**Directions for this task**
Exactly as written, please set down all of the entries again, with no pictures.

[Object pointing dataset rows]
-- START --

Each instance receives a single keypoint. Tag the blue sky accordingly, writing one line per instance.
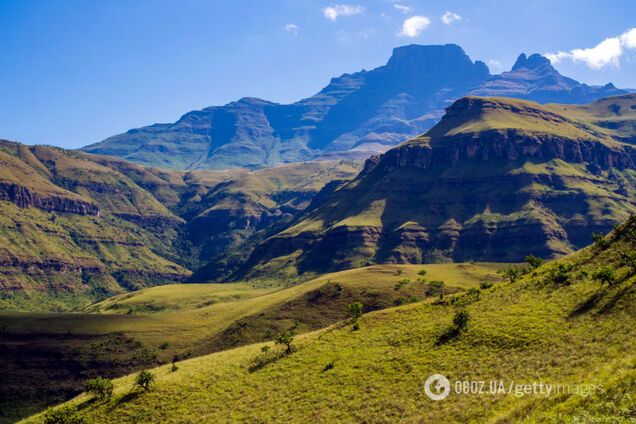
(73, 72)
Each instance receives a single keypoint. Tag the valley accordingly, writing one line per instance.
(327, 259)
(570, 331)
(152, 326)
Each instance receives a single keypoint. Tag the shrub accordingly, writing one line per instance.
(145, 380)
(560, 275)
(460, 321)
(512, 273)
(605, 275)
(286, 338)
(398, 286)
(485, 285)
(599, 240)
(63, 415)
(629, 259)
(355, 309)
(435, 288)
(533, 261)
(102, 388)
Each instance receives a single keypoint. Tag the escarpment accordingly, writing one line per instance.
(495, 180)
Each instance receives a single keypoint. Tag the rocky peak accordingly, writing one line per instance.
(447, 62)
(534, 61)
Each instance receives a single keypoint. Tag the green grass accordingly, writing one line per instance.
(522, 332)
(189, 320)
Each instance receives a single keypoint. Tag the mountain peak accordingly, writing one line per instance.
(416, 53)
(531, 62)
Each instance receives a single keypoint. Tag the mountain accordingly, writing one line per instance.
(556, 345)
(78, 227)
(363, 112)
(534, 78)
(73, 230)
(494, 180)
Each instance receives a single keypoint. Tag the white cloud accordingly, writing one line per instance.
(293, 28)
(333, 12)
(450, 17)
(403, 8)
(494, 64)
(606, 53)
(413, 26)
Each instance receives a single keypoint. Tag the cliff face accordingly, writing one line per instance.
(73, 231)
(475, 187)
(24, 198)
(367, 111)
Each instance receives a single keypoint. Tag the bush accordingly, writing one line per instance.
(63, 415)
(286, 338)
(460, 321)
(355, 309)
(102, 388)
(629, 260)
(512, 273)
(435, 288)
(560, 275)
(145, 380)
(605, 275)
(485, 285)
(533, 261)
(599, 240)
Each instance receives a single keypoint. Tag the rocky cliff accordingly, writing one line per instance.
(359, 113)
(495, 180)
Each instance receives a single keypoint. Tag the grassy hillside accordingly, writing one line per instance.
(77, 227)
(72, 231)
(495, 180)
(47, 357)
(556, 325)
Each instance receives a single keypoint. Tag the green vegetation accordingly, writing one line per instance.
(102, 388)
(145, 380)
(176, 322)
(520, 332)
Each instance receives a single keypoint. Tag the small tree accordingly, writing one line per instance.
(605, 275)
(66, 414)
(512, 273)
(533, 261)
(355, 310)
(460, 321)
(102, 388)
(600, 240)
(435, 288)
(629, 259)
(145, 380)
(286, 338)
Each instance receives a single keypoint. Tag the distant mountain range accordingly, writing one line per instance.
(496, 179)
(368, 111)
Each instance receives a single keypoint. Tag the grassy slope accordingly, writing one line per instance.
(526, 331)
(558, 198)
(179, 320)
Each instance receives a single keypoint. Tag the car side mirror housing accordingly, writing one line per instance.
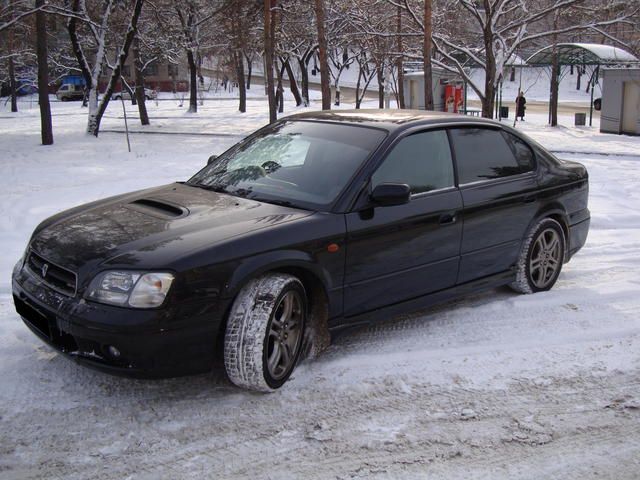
(389, 194)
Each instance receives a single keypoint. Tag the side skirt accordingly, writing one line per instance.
(341, 324)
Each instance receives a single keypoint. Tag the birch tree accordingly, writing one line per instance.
(93, 67)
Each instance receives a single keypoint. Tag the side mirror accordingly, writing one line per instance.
(389, 194)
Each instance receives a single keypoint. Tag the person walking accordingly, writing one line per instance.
(521, 101)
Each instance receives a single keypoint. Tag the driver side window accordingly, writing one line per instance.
(422, 161)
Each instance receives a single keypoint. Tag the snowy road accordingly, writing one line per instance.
(496, 385)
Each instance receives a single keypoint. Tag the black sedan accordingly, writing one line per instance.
(316, 223)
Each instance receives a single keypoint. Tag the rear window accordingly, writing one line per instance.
(483, 154)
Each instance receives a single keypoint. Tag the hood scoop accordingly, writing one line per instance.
(158, 208)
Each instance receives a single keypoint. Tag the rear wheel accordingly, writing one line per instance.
(264, 332)
(541, 258)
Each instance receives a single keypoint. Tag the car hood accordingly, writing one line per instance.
(142, 228)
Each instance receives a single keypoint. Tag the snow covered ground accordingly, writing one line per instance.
(496, 385)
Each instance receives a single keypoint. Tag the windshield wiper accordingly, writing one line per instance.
(283, 203)
(213, 187)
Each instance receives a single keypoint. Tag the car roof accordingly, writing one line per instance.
(388, 119)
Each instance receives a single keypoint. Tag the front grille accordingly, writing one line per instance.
(58, 278)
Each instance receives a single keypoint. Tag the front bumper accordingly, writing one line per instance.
(167, 342)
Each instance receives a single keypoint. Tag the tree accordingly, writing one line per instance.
(322, 54)
(428, 70)
(93, 72)
(269, 34)
(46, 128)
(485, 34)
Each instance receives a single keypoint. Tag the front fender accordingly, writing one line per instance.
(278, 260)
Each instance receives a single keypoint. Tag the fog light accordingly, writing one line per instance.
(113, 351)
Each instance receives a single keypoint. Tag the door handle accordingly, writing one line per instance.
(448, 218)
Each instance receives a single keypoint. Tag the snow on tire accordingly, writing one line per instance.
(264, 332)
(541, 258)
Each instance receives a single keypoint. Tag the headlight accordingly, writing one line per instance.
(131, 289)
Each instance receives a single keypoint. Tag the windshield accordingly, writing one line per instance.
(297, 163)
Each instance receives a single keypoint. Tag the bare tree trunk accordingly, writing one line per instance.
(249, 71)
(427, 47)
(399, 63)
(242, 86)
(380, 74)
(322, 53)
(304, 82)
(94, 123)
(139, 74)
(488, 102)
(579, 77)
(555, 75)
(280, 89)
(46, 128)
(193, 82)
(553, 104)
(358, 86)
(78, 53)
(12, 86)
(293, 84)
(268, 53)
(11, 67)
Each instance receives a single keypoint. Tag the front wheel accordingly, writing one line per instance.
(264, 332)
(541, 258)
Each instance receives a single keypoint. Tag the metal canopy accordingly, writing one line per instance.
(582, 54)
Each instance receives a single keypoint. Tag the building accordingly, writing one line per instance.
(448, 90)
(620, 101)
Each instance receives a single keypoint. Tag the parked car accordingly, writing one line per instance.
(316, 223)
(69, 91)
(148, 94)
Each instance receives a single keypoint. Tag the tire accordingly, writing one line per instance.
(264, 332)
(541, 258)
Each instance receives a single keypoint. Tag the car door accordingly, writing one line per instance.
(496, 174)
(396, 253)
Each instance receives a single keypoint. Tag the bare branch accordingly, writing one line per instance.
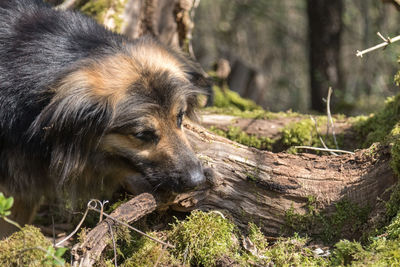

-- END --

**Written answer**
Each instance receives a single keypoint. Tag the blue sky accordingly, writing one line per instance.
(73, 72)
Each instance receives a single keypoint. Tag the valley accordingly, writing one line per instance.
(327, 259)
(570, 331)
(152, 326)
Each instance receives a single keypoint. Tag the shrub accordingly, writing one line per instance.
(145, 380)
(560, 275)
(460, 321)
(512, 273)
(605, 275)
(286, 338)
(398, 286)
(485, 285)
(599, 240)
(63, 415)
(629, 259)
(355, 309)
(435, 288)
(533, 261)
(102, 388)
Each instance receives a single keypoint. Tag the escarpment accordingly, writing one line per instance.
(495, 180)
Each instance receives a single keypoint. Tag the rocky peak accordingly, writing one line per instance.
(447, 62)
(534, 61)
Each instance receives a single keypoint. Tag the green grass accordingly, writing one line per instance.
(522, 332)
(189, 320)
Each instance receives a single keypoint. Tag the mountain peak accordingly, writing one line per instance.
(416, 53)
(531, 62)
Each instance receives a single keypoint. Tag the mountain accordingly, writing one line per instance.
(556, 345)
(78, 227)
(363, 112)
(534, 78)
(73, 230)
(494, 180)
Each instance receives a single keypoint. Tag the white cloud accordingly, writing one line per instance.
(293, 28)
(333, 12)
(450, 17)
(403, 8)
(494, 64)
(606, 53)
(413, 26)
Each instance receives a single keypoint. Tag the cliff face accordingly, writing one line per instance.
(73, 231)
(475, 187)
(24, 198)
(367, 111)
Each instance receives a single keypoint. Tag the bush accordingly, writing one line per instance.
(63, 415)
(286, 338)
(460, 321)
(355, 309)
(102, 388)
(629, 260)
(512, 273)
(435, 288)
(560, 275)
(145, 380)
(605, 275)
(485, 285)
(533, 261)
(599, 240)
Each instance receives a single keypoint. Tag the rocky cliff accordingly, writing one line per instance.
(359, 113)
(495, 180)
Each instance receives a single keypoint. Tag the grassy hillside accordingly, writing one line per instance.
(77, 227)
(72, 231)
(495, 180)
(47, 357)
(556, 325)
Each instance receives a single keypoint. Tag the green vegetation accordingly, writing one line per instance.
(102, 388)
(145, 380)
(176, 322)
(520, 332)
Each instance receives a single keypoint. Tag the small tree accordingly, writing one line per instance.
(605, 275)
(66, 414)
(512, 273)
(533, 261)
(355, 310)
(460, 321)
(102, 388)
(600, 240)
(435, 288)
(629, 259)
(145, 380)
(286, 338)
Each instance receives a single keypoint. Tag the distant mountain range accordingly, writing one line per instance.
(496, 179)
(368, 111)
Each instance receives a single keypoint. Tag the grassy slope accordingly, writing one line per instance.
(526, 331)
(558, 198)
(179, 320)
Each instance receives a single keypoint. Tag the car side mirror housing accordingly, writing one line per instance.
(389, 194)
Each instance receives a single keypoint. Tag the side skirt accordingly, writing one line per instance.
(341, 324)
Each instance receives a single keypoint. Tag the birch tree accordingly, writing one line per instance.
(93, 67)
Each instance receives a single keypoint. Tag the side mirror accordingly, writing one line per instance.
(389, 194)
Each instance receives a single keypoint. Tag the person walking accordingly, writing one line per instance.
(521, 101)
Each instance receives a single keypoint. Tag the driver side window accordingly, writing one line per instance.
(422, 161)
Each instance receives a single keypoint. Tag the snowy road accordingly, writing one line per instance.
(496, 385)
Each instance receives a single keypoint. Tag the black sedan accordingly, writing one line per instance.
(316, 223)
Each instance receives a single keypoint. Tag the rear window accordingly, writing one line per instance.
(483, 154)
Each instance receives a single keypoint. Tag the hood scoop accordingly, writing one line per instance.
(158, 208)
Each instance receives a single keypoint. Tag the rear wheel accordingly, writing one line per instance.
(264, 332)
(541, 258)
Each instance receives a single keypoint. Tag the car hood accordingly, writing one line per instance.
(142, 228)
Each instance receives a single keypoint. Tag the snow covered ground accordingly, writing one line per instance.
(496, 385)
Each instance receives a single keypoint. Tag the windshield wiper accordingly, writing one line per instance.
(283, 203)
(213, 187)
Each instance receives a single keypoint. Tag the car roof accordingly, writing one line per instance.
(388, 119)
Each instance receives a single keypoint. Tag the front grille accordingly, writing one line per instance.
(58, 278)
Each instance receives a single keypoint. Tag the front bumper accordingly, writing one line per instance.
(167, 342)
Each instance receives a single keypoint. Tag the tree accordingly, writing one line per instance.
(322, 54)
(428, 70)
(93, 72)
(269, 34)
(46, 128)
(485, 34)
Each instance receives a single keypoint. Tag the front fender accordingly, writing one line per instance.
(278, 260)
Each instance receives a single keypoint. Tag the fog light accordingly, writing one line per instance.
(113, 351)
Each instance receives a single keypoint. Tag the door handle accordingly, writing one line per instance.
(448, 218)
Each instance receives a single keypoint. Tag the snow on tire accordingly, writing one line per instance.
(264, 332)
(541, 258)
Each instance receives a single keypoint. Tag the headlight accordingly, writing one line per instance.
(131, 289)
Each instance receives a single keypoint. Tag the windshield accordingly, writing one line per instance.
(297, 163)
Each instance receives a single keypoint. Tag the bare tree trunk accordingly, writing one line per instance.
(249, 71)
(427, 47)
(399, 63)
(242, 86)
(380, 74)
(322, 53)
(304, 82)
(94, 123)
(139, 74)
(488, 102)
(579, 77)
(555, 75)
(280, 89)
(46, 128)
(193, 82)
(553, 104)
(358, 86)
(78, 53)
(12, 86)
(293, 84)
(268, 53)
(11, 67)
Each instance receives a single keypoint. Tag the front wheel accordingly, writing one line per instance.
(264, 332)
(541, 258)
Each instance receives a single keypoint. Tag the metal canopy accordingly, writing one line per instance.
(582, 54)
Each instance receives a single keypoint. Tag the building accordingly, writing one line per instance.
(448, 90)
(620, 101)
Each instance receives a single keypoint. Tag the parked car accordingly, writing one line per instance.
(316, 223)
(69, 91)
(148, 94)
Each instance receives a single keypoint. Tag the tire accordingly, writing one line per instance.
(264, 332)
(541, 258)
Each instance receives a single keypoint. Tag the car door accordingly, writing one line per instance.
(496, 174)
(396, 253)
Each instance receives a single keypoint. Tag the bare branch accordingly, writing one line per instance.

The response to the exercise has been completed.